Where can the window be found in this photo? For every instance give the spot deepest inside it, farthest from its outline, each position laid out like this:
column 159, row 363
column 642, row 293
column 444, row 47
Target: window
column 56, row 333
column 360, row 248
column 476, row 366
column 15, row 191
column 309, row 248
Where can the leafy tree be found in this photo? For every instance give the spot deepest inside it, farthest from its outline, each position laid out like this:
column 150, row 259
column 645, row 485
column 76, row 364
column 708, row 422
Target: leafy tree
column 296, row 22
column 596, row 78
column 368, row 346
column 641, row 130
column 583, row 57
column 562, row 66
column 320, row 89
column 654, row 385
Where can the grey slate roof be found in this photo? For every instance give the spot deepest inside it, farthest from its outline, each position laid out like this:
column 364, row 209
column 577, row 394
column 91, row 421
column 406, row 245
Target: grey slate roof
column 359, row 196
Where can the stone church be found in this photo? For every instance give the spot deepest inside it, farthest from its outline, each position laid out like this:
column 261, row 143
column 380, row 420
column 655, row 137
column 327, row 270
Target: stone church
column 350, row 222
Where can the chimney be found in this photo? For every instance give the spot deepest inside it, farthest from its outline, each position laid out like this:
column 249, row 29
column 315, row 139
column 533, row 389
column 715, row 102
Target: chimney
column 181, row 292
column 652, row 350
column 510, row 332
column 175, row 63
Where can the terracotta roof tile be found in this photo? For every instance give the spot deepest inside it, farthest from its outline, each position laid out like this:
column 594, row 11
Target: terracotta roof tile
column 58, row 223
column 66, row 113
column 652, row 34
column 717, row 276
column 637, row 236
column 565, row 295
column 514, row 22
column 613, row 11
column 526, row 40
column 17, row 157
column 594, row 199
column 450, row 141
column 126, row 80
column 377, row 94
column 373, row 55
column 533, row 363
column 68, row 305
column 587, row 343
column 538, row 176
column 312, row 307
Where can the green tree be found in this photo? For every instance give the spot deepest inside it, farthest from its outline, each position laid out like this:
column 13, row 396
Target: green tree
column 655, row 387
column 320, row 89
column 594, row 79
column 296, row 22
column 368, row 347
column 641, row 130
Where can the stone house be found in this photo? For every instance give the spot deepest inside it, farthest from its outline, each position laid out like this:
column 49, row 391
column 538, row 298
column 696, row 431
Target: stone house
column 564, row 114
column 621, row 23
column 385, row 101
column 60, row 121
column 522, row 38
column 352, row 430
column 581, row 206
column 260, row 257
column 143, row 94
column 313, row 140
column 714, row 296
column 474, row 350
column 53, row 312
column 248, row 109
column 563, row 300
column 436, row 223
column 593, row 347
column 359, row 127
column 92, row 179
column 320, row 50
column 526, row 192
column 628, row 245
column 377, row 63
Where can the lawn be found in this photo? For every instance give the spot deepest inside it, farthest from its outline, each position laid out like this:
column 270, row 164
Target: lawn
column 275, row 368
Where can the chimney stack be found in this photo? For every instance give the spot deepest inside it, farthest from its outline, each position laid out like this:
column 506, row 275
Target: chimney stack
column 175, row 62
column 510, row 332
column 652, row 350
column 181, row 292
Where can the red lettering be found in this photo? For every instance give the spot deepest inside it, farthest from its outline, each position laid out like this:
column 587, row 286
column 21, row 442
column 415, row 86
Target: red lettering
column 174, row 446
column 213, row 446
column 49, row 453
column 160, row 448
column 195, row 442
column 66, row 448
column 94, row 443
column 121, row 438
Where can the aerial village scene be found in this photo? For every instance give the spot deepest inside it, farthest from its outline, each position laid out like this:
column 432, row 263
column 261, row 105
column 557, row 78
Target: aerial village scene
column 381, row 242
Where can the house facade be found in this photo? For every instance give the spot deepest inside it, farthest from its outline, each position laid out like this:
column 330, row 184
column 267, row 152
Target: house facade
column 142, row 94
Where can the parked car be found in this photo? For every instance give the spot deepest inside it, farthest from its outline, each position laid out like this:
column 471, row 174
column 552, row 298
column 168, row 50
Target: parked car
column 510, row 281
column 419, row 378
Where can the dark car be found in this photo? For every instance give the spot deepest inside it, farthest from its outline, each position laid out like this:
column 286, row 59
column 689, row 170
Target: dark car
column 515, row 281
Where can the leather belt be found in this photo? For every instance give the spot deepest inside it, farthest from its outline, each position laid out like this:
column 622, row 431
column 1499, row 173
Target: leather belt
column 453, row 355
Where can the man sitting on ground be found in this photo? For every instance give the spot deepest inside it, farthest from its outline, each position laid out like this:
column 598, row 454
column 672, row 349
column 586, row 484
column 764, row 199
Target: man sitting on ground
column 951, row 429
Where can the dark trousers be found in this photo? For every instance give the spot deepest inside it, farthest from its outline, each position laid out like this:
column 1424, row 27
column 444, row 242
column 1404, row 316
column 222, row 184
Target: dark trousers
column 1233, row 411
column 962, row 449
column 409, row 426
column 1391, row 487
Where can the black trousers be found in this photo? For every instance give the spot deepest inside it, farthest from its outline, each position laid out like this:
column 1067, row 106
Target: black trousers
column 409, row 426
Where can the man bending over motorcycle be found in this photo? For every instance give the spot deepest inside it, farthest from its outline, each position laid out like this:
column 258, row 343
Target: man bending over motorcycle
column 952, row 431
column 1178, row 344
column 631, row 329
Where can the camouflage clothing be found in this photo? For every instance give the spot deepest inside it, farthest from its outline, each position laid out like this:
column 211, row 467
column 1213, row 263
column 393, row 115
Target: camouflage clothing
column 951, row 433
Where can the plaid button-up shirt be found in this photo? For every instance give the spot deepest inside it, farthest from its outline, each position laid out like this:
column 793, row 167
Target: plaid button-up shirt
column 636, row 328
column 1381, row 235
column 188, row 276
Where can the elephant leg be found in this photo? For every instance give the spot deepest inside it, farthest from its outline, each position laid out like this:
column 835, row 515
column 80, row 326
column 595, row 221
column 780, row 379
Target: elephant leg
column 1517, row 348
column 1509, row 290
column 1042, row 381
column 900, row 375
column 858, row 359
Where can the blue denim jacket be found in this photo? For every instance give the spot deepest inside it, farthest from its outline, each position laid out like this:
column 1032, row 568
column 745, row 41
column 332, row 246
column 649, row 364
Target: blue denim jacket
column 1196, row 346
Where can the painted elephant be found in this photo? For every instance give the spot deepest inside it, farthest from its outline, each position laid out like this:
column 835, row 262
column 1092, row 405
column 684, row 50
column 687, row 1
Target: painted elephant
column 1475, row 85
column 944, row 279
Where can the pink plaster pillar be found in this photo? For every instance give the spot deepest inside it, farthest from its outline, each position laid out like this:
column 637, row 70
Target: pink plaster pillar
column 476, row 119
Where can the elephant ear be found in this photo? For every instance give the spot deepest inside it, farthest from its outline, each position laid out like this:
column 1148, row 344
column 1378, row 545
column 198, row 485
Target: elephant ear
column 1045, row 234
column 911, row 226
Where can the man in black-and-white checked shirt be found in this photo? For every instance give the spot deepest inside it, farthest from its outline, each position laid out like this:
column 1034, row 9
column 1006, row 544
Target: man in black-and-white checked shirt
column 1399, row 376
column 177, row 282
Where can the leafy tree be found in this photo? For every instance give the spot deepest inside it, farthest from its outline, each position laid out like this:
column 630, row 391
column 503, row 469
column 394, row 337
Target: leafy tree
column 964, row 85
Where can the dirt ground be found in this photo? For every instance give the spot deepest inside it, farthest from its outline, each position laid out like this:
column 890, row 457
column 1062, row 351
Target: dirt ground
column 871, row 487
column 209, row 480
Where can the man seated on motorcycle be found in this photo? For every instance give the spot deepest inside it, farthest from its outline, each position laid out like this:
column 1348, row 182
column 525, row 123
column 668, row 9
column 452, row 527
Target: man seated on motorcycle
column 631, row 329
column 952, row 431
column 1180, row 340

+++

# [Task objective]
Turn every line of the entries above into a numbered list, skipping any blank lines.

# [Exercise output]
1. Where can the window be found in this photo? For every instance give the spot deepest inside it, farthest from its outline, each position laid out like this:
2. column 159, row 363
3. column 642, row 293
4. column 444, row 47
5. Target: window
6. column 56, row 333
7. column 360, row 248
8. column 476, row 366
9. column 15, row 191
10. column 309, row 248
11. Where can the leafy tree be found in this photo? For every instance give the spot deepest inside it, farthest from its outline, each position laid out like this:
12. column 150, row 259
13. column 645, row 485
14. column 76, row 364
15. column 708, row 422
16. Target: leafy tree
17. column 296, row 22
18. column 596, row 78
19. column 368, row 346
20. column 641, row 130
21. column 583, row 57
22. column 562, row 66
23. column 320, row 89
24. column 654, row 385
25. Where can the grey slate roof be found in this photo? For every instance give the spot deepest inside it, farthest from its outline, each position laid out like this:
26. column 364, row 209
27. column 577, row 394
28. column 91, row 421
29. column 406, row 245
30. Target: grey slate roof
31. column 359, row 196
32. Where can the stone church be found in this photo? For every instance give the spot deepest inside it, farthest from its outline, each position laid out like this:
33. column 261, row 143
34. column 380, row 420
35. column 655, row 137
36. column 327, row 270
37. Target: stone church
38. column 350, row 222
39. Where can the chimney be found in this photo? For every instance give the spot deepest inside it, farthest from its outline, each position laid out like this:
40. column 249, row 29
41. column 315, row 139
42. column 533, row 389
43. column 715, row 102
44. Target: chimney
45. column 181, row 292
46. column 652, row 350
47. column 510, row 332
48. column 175, row 63
49. Where can the terracotta roof tile be found in this photo? For every instance give the spot deepest inside it, farthest from its outline, each position laid out like this:
50. column 594, row 11
51. Target: terracotta roof tile
52. column 58, row 223
53. column 66, row 113
54. column 652, row 34
55. column 717, row 276
56. column 637, row 236
57. column 565, row 295
58. column 514, row 22
59. column 613, row 11
60. column 526, row 40
61. column 17, row 157
62. column 594, row 199
63. column 450, row 141
64. column 126, row 80
65. column 377, row 94
66. column 373, row 55
67. column 533, row 363
68. column 68, row 305
69. column 587, row 343
70. column 538, row 176
71. column 312, row 307
72. Where can the green tree be found in this photo? For every instance give the spot deepest inside it, farthest from its outline, each position laid out like this:
73. column 13, row 396
74. Target: green tree
75. column 655, row 387
76. column 320, row 89
77. column 594, row 79
78. column 296, row 22
79. column 368, row 347
80. column 641, row 130
81. Where can the stone house be found in this photo? For every instance give the spot deepest inside it, farthest from its outline, each position laid out like this:
82. column 49, row 391
83. column 538, row 298
84. column 696, row 431
85. Target: stone house
86. column 564, row 114
87. column 621, row 23
88. column 385, row 101
89. column 60, row 121
90. column 522, row 38
91. column 352, row 430
92. column 581, row 206
93. column 260, row 257
94. column 143, row 94
95. column 313, row 140
96. column 714, row 296
97. column 474, row 350
98. column 53, row 312
99. column 248, row 109
100. column 563, row 300
101. column 436, row 223
102. column 593, row 347
103. column 359, row 127
104. column 92, row 179
105. column 320, row 50
106. column 526, row 192
107. column 628, row 245
108. column 377, row 63
109. Where can the lawn be found in this photo? For every instance give the spot deepest inside it, farthest from its outline, each position laid out like this:
110. column 270, row 164
111. Target: lawn
112. column 275, row 368
113. Where can the chimney stack be found in this photo? For every instance give the spot deepest inside it, farthest from its outline, each position laid out like this:
114. column 506, row 275
115. Target: chimney stack
116. column 175, row 62
117. column 510, row 332
118. column 652, row 350
119. column 181, row 292
120. Where can the red lettering be found in this photo? For every instance give the spot deepest inside it, farthest from its outline, each position laid out like this:
121. column 587, row 286
122. column 21, row 442
123. column 415, row 86
124. Target: red lettering
125. column 174, row 446
126. column 213, row 446
127. column 49, row 453
128. column 160, row 448
129. column 195, row 442
130. column 66, row 448
131. column 94, row 443
132. column 121, row 438
133. Where can the aerial village scene be found in this photo? For every instance give the spot deepest inside it, farthest from its outline, each position laid out like this:
134. column 432, row 263
135. column 261, row 105
136. column 557, row 78
137. Target: aerial village scene
138. column 381, row 242
139. Where can the house facade be found in this photo? For every instance give the spot deepest inside it, farthest from its outline, each position laid out like this:
140. column 330, row 184
141. column 267, row 152
142. Target: house facade
143. column 142, row 94
144. Where can the parked car be found in this photo? For every instance give the spot deepest inside it, farthest from its outline, each position laid out like this:
145. column 471, row 174
146. column 552, row 298
147. column 168, row 50
148. Target: parked car
149. column 510, row 281
150. column 419, row 378
151. Where can the dark car be found in this photo? For every instance give the spot deepest inside it, farthest from its outline, each position laid out like this:
152. column 286, row 59
153. column 689, row 170
154. Target: dark car
155. column 515, row 281
156. Where can the leather belt be found in this photo? For every instance give the spot deepest inside it, farthest from its outline, each position laid out like this:
157. column 622, row 431
158. column 1499, row 173
159. Target: leather belt
160. column 453, row 355
161. Where can the man sitting on ground be found in this photo? For every instance give the spot deepest inside it, farthest from its outline, each position laid out like this:
162. column 598, row 454
163. column 672, row 349
164. column 586, row 484
165. column 764, row 199
166. Target: man sitting on ground
167. column 951, row 429
168. Where can the dark trousers be found in this photo? For every instance give the spot deepest inside it, farthest from its outline, each position laid out like this:
169. column 1424, row 27
170. column 444, row 242
171. column 1404, row 316
172. column 222, row 184
173. Target: dark trousers
174. column 1233, row 411
175. column 962, row 449
176. column 409, row 426
177. column 1391, row 487
178. Where can the black trousers be found in this photo? For every instance give the spot deepest inside it, farthest from its outline, each position laid out like this:
179. column 1067, row 106
180. Target: black trousers
181. column 409, row 426
182. Where can the man bending over motorcycle be found in this photo? For every instance give the spot deepest inside it, farthest from its outline, each position laid out like this:
183. column 258, row 343
184. Target: man bending over motorcycle
185. column 952, row 431
186. column 1178, row 344
187. column 631, row 329
188. Where can the camouflage clothing be found in this photo? For every instance give the spot deepest inside it, farthest from its outline, each position laid out like this:
189. column 211, row 467
190. column 1213, row 263
191. column 393, row 115
192. Target: camouflage clothing
193. column 951, row 433
194. Where can the plaid button-up shirt be found in this photo? For every instance give the spot deepest inside it, farthest from its outline, each position laid out like this:
195. column 793, row 167
196. Target: plaid button-up shirt
197. column 636, row 328
198. column 1381, row 235
199. column 188, row 276
200. Where can the elephant leg be found in this photo? For every instance give the spot deepest inside it, farthest from its outline, each position laid out like this:
201. column 835, row 515
202. column 80, row 326
203. column 595, row 221
204. column 780, row 379
205. Target: elephant leg
206. column 1517, row 348
207. column 1509, row 290
208. column 1042, row 381
209. column 900, row 375
210. column 858, row 359
211. Where can the blue denim jacket be found in this photo? For every instance give the spot deepest inside it, farthest from its outline, each position laid out like this:
212. column 1032, row 568
213. column 745, row 41
214. column 332, row 246
215. column 649, row 364
216. Target: blue denim jacket
217. column 1196, row 346
218. Where can the painted elephant be found in this photo? For every instance give the spot deepest inside it, farthest from its outline, each position laid out like this:
219. column 835, row 262
220. column 1092, row 405
221. column 684, row 50
222. column 687, row 1
223. Target: painted elephant
224. column 1475, row 85
225. column 944, row 279
226. Where can the pink plaster pillar be found in this photo? For every instance give the spot deepest inside it, farthest from its outline, each position laid out like this:
227. column 637, row 70
228. Target: pink plaster pillar
229. column 476, row 119
230. Where can the elephant ear be found in this photo? For every instance give the spot deepest inside it, farthest from its outline, each position laid out like this:
231. column 1148, row 344
232. column 1378, row 545
233. column 198, row 485
234. Target: elephant ear
235. column 1045, row 234
236. column 911, row 226
237. Where can the man in black-and-white checked shirt be found in this photo? For every instance give the spot deepest inside it, farthest from its outline, each position laid out like this:
238. column 1034, row 9
239. column 1006, row 544
240. Target: man in black-and-white checked shirt
241. column 1399, row 376
242. column 177, row 282
243. Where can the leafy tree be found in this photo? For every instance give the spot deepest inside it, farthest from its outline, each position laid out like this:
244. column 630, row 391
245. column 503, row 469
246. column 394, row 337
247. Target: leafy tree
248. column 964, row 85
249. Where can the dirt ground be found in this photo? For every instance give the spot deepest inside it, farthest from its outline, each position laid out like this:
250. column 890, row 457
251. column 1062, row 351
252. Target: dirt ground
253. column 871, row 487
254. column 209, row 480
255. Where can the man seated on motorcycle be found in this photo? For every instance give the spot deepest inside it, farthest from its outline, each position laid out like this:
256. column 1348, row 182
257. column 525, row 123
258. column 668, row 9
259. column 452, row 527
260. Target: man seated on motorcycle
261. column 631, row 329
262. column 952, row 431
263. column 1180, row 340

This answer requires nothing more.